§ 課題 1
Motion5のストロボエフェクトの記事で、動きを速く見せたりコマ落とし風にしたりする手段として触れられているものをすべて挙げてください。
§ 課題 2
Motion5でコマ落とし風動画を作る記事を、最後の文の後から書き継いでください。

§ 記事
____

2016年8月27日土曜日

快適動画編集 コマ落とし風動画が一発で作れるストロボエフェクトをMotion5で作成


 動きを強調したり速く見せるための技法としてタイムラプス撮影やコマ落とし撮影が使われますが、普通に撮った動画をコマ落とし風に見せたいときがあります。単純に再生速度を変化させても、スムーズな動きのまま速度が変わるだけで、コマ落とし風には見えません。今までは動画から静止画を複数枚生成して、それを並べて作っていました。カクカクとした狙い通りのコマ落とし風動画になるのですが、かなりの手間がかかり気軽に使えるテクニックではありません。Motion5で簡単に実現できないか調べてみたら、「ストロボ」というフィルタを使えばできそうだとわかりました。作成したコマ落とし風動画のイメージはこれです。

____

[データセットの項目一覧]
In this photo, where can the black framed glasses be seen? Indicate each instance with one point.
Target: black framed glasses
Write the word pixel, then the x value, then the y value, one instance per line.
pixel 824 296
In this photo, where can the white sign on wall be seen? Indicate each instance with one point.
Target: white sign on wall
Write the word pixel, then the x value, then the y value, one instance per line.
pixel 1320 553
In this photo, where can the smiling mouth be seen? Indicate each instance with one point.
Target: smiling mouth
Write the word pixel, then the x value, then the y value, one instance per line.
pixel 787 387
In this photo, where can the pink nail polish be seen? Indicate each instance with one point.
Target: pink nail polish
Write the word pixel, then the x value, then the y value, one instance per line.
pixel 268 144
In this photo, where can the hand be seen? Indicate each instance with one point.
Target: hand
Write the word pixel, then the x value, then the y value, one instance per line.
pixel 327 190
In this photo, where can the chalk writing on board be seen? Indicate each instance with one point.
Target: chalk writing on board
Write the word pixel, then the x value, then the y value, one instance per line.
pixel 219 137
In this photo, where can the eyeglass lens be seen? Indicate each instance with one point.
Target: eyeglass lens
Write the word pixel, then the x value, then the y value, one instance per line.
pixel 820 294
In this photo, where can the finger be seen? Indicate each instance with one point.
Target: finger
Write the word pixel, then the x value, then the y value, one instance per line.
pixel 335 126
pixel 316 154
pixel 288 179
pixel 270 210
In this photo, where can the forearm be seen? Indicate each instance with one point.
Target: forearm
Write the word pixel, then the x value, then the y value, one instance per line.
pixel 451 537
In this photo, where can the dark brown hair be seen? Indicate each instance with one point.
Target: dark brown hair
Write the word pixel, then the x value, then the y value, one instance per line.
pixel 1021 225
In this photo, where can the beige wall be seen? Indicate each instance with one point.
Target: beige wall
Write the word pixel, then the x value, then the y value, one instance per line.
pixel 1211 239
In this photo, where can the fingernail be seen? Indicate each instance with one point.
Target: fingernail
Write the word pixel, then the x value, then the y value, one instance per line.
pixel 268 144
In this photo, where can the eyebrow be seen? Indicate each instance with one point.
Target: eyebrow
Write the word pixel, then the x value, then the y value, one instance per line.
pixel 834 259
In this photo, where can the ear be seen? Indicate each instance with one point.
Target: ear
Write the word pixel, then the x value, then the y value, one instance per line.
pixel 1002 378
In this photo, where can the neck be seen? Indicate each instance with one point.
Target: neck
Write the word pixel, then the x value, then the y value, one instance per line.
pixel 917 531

____

§ 解答例 1
- タイムラプス撮影
- コマ落とし撮影
- 再生速度を変化させる
- 動画から静止画を複数枚生成して並べる
- Motion5の「ストロボ」フィルタ

§ 解答例 2
1. 「ストロボ」エフェクトテンプレートを作成


 Motion5が持つビヘイビアの中に「ストロボ」というものがあり、説明に『一定時間フレームを静止してムービーまたはクローンレイヤーをストロボ表示します』とあります。これだと喜び勇んでテンプレートを作ろうとしたのですが、テンプレートで重要な「エフェクトソース」に適用できません。諦めかけていたところ、フィルタの中にも「ストロボ」があることを発見。こちらの説明には『設定された継続時間の間、フレームを保持しながらイメージをストロボ表示します』とあります。狙った効果が出せるものなのかどうかわかりませんが、簡単な内容ですのでとりあえず作ってみました。

1-1. Motion5でFinal Cut エフェクトの作成を開始


 Motion5の初期画面で「Final Cut エフェクト」を選び、使用する動画フォーマットと継続時間を適当に指定します。継続時間はFCPXでの利用時にクリップの長さに置き換わるため適当で構いません。

Motion5初期画面

1-2. 「エフェクトソース」に「ストロボ」フィルターを適用


 画面中央のレイヤーリストには「グループ」の下に「エフェクトソース」レイヤーが一つできています。ここに「ストロボ」フィルタを適用します。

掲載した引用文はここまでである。